== THE TASK ==
Print the lines that run from the line with "Target: scrub brush" to the line with "Task: the pointer indicates each instance of the light", keeping both end lines, exactly as they appear in the entries below, and nothing else.

++++++

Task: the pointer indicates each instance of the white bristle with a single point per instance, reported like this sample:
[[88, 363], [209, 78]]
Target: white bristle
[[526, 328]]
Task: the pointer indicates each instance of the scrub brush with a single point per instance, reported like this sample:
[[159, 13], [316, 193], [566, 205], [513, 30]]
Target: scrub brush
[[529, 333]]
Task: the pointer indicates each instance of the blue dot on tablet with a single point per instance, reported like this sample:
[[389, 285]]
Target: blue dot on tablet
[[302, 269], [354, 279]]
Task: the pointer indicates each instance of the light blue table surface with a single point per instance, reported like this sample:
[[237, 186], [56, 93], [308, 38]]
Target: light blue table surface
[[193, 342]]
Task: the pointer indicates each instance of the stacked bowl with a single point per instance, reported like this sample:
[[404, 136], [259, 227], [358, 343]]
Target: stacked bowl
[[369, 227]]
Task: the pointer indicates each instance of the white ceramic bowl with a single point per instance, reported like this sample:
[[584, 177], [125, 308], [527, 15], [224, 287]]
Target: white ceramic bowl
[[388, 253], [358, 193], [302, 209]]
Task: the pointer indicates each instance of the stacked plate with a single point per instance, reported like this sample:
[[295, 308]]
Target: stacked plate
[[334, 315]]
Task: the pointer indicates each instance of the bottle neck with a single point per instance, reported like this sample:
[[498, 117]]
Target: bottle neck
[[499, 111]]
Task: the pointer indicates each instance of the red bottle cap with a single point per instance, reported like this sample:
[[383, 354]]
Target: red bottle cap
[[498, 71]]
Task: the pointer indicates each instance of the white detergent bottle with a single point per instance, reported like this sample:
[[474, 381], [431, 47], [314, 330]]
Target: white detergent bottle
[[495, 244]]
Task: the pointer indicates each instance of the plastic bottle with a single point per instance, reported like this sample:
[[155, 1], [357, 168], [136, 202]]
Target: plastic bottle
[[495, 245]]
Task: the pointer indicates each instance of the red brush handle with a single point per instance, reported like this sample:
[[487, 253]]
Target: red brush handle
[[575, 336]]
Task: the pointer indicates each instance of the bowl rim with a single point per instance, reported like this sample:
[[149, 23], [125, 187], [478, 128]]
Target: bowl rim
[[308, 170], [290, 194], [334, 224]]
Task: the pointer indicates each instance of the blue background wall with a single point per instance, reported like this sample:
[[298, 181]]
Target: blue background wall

++++++

== ANSWER TO THIS TASK ==
Target: scrub brush
[[529, 333]]
Task: the pointer indicates each instance of the blue dot on tablet with a single point per instance, reported like this sample:
[[389, 285]]
Target: blue dot on tablet
[[302, 269], [354, 279]]
Task: the pointer indicates each instance of the light blue table surface with a single point per instance, reported like this sample:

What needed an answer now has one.